[Data items]
-------------------------
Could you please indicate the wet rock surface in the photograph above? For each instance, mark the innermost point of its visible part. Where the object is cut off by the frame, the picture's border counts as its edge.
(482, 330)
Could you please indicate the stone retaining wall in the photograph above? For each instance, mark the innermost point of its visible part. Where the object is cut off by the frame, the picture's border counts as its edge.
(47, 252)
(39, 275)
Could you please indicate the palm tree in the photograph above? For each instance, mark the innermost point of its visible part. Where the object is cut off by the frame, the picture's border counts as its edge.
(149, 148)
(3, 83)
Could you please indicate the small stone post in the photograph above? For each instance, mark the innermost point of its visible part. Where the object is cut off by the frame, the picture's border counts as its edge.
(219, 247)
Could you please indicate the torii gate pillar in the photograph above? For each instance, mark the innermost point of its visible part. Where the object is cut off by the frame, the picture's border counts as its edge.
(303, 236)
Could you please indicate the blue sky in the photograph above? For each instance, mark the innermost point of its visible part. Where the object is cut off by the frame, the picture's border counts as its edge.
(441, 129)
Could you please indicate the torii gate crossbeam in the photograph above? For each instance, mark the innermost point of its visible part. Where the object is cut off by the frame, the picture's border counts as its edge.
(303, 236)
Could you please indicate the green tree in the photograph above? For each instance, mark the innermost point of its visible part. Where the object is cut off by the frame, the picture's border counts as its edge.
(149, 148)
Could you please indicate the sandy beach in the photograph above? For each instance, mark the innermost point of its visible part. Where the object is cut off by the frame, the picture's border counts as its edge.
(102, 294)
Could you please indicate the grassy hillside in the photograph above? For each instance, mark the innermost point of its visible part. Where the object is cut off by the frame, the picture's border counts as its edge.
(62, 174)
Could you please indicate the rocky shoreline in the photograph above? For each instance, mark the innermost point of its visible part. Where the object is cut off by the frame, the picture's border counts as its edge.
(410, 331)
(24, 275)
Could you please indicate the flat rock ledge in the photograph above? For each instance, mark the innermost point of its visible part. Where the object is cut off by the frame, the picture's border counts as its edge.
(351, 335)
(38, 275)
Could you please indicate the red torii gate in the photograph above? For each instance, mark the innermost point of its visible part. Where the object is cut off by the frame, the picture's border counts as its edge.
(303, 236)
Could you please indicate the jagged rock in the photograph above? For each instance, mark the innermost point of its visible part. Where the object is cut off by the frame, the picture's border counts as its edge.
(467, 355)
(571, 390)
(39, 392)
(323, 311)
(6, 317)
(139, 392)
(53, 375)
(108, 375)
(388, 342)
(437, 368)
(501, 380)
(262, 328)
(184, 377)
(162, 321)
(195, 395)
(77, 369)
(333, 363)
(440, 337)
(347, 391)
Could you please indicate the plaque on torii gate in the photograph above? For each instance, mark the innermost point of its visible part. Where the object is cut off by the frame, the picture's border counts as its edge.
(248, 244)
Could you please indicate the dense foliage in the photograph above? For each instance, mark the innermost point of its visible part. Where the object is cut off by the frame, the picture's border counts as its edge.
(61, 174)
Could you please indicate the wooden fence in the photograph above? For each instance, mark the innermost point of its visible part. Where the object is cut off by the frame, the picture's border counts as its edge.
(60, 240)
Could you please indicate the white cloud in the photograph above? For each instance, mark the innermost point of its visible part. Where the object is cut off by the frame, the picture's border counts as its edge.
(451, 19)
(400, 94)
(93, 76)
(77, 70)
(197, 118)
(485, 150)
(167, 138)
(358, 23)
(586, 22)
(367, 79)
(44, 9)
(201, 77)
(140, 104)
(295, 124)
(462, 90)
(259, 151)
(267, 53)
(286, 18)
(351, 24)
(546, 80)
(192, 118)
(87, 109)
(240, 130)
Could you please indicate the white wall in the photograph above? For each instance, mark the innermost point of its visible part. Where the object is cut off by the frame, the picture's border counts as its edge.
-------------------------
TASK BRIEF =
Line by line, transcribe all of the records exactly.

YOUR SOLUTION =
Could you please indicate the wet rock surface in the photograph above? For each instance, mark the innermost point of its visible part. Where the object is cut off by the frame, the picture's border counts as its edge.
(482, 330)
Could you please indicate the stone retaining wall in the photograph above? For each instance, mark the innermost point of its visible part. Where the object is cut off by the frame, the picture's border counts as its edge.
(47, 252)
(39, 275)
Could you please indicate the palm tree in the photograph above? For each instance, mark the innermost point of its visible part. Where the object is cut off by the frame, the picture's border counts as its edge.
(149, 148)
(3, 83)
Could you please indicate the small stone post in the photograph above? For each instance, mark the innermost point of its visible part. Where the object is cut off by the frame, the picture's border counts as its edge.
(219, 247)
Could you please indicate the torii gate pillar in the photograph above? For each instance, mark the innermost point of its visible part. Where the object is cut off by the frame, the picture's border counts as its edge.
(303, 236)
Could you please indicate the blue sky in the photograph above? For each instance, mark the innermost point of its visible part. Where the object is cut off by the frame, the picture's border counts as its edge.
(441, 129)
Could you please indicate the torii gate crossbeam in the photograph above? For each instance, mark the innermost point of its visible part. Where the object is cut off by the frame, the picture's border counts as its edge.
(303, 236)
Could you please indicate the green tree in the photograph above? For each instance, mark the innermost point of its visible part. Where the object is cut off by the frame, the picture's border counts as its edge.
(149, 148)
Could you please indicate the sandy beach in the photograph above? For each instance, mark the innermost point of its visible part. Where the object is cut off by the frame, the picture's border counts as its edge.
(102, 294)
Could you please indicate the grassy hillside in the photograph above? For each instance, mark the innermost point of its visible part. Where the object is cut off by the frame, the picture's border counts as its edge.
(62, 174)
Could you please indicate the rocky shoreline in the photograph above? For each instance, mark the innermost point of its visible part. Where the object is cut off by the frame, the picture's border counts as its edge.
(410, 331)
(24, 275)
Could you please indicate the flat rock ledge in the photograph above? For each instance, mark the innermost point of its visible part. Where the object is cut off by the frame, the picture's border counts as its edge.
(351, 335)
(38, 275)
Could you please indicate the red torii gate in the photograph above? For each instance, mark the innermost point of its visible part. Where the object is cut off by the frame, the picture's border counts as its edge.
(303, 236)
Could you please indicate the jagged rock in the photograph above? For each instance, mark the innermost point of its visible part. Where the object is cut off by the frame, the picture's border counts as its edge.
(467, 355)
(571, 390)
(39, 392)
(323, 311)
(6, 317)
(139, 392)
(53, 375)
(108, 375)
(388, 342)
(437, 368)
(501, 380)
(262, 328)
(184, 377)
(162, 321)
(195, 395)
(77, 369)
(333, 363)
(440, 337)
(347, 391)
Could you please indicate the plaque on torii gate in the photograph above? For each instance, mark the innermost point of its visible part. Where the object is cut off by the frame, the picture's border counts as its edge.
(248, 244)
Could you please indicate the dense foliage in the photograph above? For each instance, mark the innermost point of its visible part. Where the object is cut off by the frame, the picture's border counts as its edge.
(61, 174)
Could you please indicate the wooden fence in the photograph above? For each instance, mark the innermost point of its visible part. Where the object is cut off by the frame, the picture's border counts as its edge.
(60, 240)
Could you please indicate the white cloud in the photograph above? For each instance, mark the innermost point of its visible part. Where the object is cut off by the frame, the picture's border counts as its edge.
(451, 19)
(400, 94)
(93, 76)
(77, 70)
(197, 118)
(485, 150)
(167, 138)
(358, 23)
(586, 22)
(367, 79)
(44, 9)
(201, 77)
(140, 104)
(295, 124)
(462, 90)
(259, 151)
(267, 53)
(286, 18)
(351, 24)
(546, 80)
(192, 118)
(87, 109)
(240, 130)
Could you please indicate the white wall in the photograph above? For each instance, mark the innermost point of its visible part. Where the object is cut off by the frame, the picture's border counts as its edge.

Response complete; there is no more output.